• [TEXTAUSZUG]:
========================

Die Ex-Grünen-Parteichefin Ricarda Lang und der Soziologe Steffen Mau haben sich gestritten - aber hochproduktiv, wie beide beteuern.

(Foto: Sarah Staiger)

Der Rostocker Steffen Mau ist einer der großen Deutschland-Erklärer der Stunde. Die deutlich jüngere Ex-Grünen-Chefin Ricarda Lang sucht nach Erklärungen für die Stimmung im Land. Zusammen haben sie ein Buch geschrieben - und sprechen mit ntv.de über ein paar ihrer Erkenntnisse.

ntv.de: Herr Mau, Sie wurden 1968 in Rostock in der DDR geboren, Frau Lang ist Jahrgang 1994 und wuchs im wiedervereinten Deutschland in Nürtingen auf. Wie wichtig sind biografische Perspektiven, wenn wir über gesellschaftliche Probleme und Stimmungen reden?

Steffen Mau: Die jeweiligen Erfahrungsschichten zu betrachten, kann helfen, zu verstehen, warum Menschen zu ihren Ansichten und Wahrnehmungen kommen. Das war ja auch der Reiz des Gespräches mit Ricarda Lang: Frau und Mann, West und Ost, Süd und Nord, Politik und Wissenschaft, jung und nicht mehr ganz so jung (beide lachen).

========================

• [AUFGABENSTELLUNG]: Gib den Teil des Interviews oben wortgetreu wieder, beginnend mit „Die Ex-Grünen-Parteichefin Ricarda“ und weiter bis einschließlich „paar ihrer Erkenntnisse.“.

• [BEREITGESTELLTE DATEN]:

========================

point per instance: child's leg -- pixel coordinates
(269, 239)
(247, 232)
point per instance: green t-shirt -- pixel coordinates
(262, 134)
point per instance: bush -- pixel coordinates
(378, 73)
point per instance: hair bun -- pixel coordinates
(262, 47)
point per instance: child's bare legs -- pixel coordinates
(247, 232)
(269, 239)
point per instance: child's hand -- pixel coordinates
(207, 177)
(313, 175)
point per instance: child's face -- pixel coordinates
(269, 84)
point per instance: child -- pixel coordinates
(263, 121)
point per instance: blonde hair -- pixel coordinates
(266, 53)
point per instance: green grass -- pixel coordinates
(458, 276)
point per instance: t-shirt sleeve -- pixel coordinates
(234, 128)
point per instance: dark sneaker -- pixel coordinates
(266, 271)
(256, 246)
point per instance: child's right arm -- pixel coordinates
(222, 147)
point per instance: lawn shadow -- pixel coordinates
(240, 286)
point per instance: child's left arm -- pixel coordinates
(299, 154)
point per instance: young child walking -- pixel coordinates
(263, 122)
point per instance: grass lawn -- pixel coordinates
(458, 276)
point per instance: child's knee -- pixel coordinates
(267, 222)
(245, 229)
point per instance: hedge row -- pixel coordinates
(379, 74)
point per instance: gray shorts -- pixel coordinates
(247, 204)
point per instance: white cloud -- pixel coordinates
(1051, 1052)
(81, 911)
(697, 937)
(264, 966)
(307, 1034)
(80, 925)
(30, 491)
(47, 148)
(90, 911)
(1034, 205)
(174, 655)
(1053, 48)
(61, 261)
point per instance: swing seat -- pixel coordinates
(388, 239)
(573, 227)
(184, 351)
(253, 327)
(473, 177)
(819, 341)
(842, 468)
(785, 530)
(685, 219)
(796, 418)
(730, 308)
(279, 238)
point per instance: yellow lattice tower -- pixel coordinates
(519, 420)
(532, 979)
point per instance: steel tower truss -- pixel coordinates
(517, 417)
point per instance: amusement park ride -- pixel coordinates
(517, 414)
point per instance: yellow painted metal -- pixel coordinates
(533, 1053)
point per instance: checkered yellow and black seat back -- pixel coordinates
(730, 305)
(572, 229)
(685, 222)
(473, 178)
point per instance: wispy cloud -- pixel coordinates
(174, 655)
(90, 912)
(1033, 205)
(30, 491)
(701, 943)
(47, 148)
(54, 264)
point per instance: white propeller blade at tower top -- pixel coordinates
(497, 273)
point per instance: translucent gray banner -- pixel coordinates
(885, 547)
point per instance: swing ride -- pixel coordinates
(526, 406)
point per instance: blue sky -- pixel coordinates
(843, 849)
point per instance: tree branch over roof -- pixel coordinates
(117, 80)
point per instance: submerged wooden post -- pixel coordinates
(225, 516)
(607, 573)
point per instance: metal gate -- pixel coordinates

========================

• [ANTWORT ZUR ÜBUNG]:
Die Ex-Grünen-Parteichefin Ricarda Lang und der Soziologe Steffen Mau haben sich gestritten - aber hochproduktiv, wie beide beteuern.

(Foto: Sarah Staiger)

Der Rostocker Steffen Mau ist einer der großen Deutschland-Erklärer der Stunde. Die deutlich jüngere Ex-Grünen-Chefin Ricarda Lang sucht nach Erklärungen für die Stimmung im Land. Zusammen haben sie ein Buch geschrieben - und sprechen mit ntv.de über ein paar ihrer Erkenntnisse.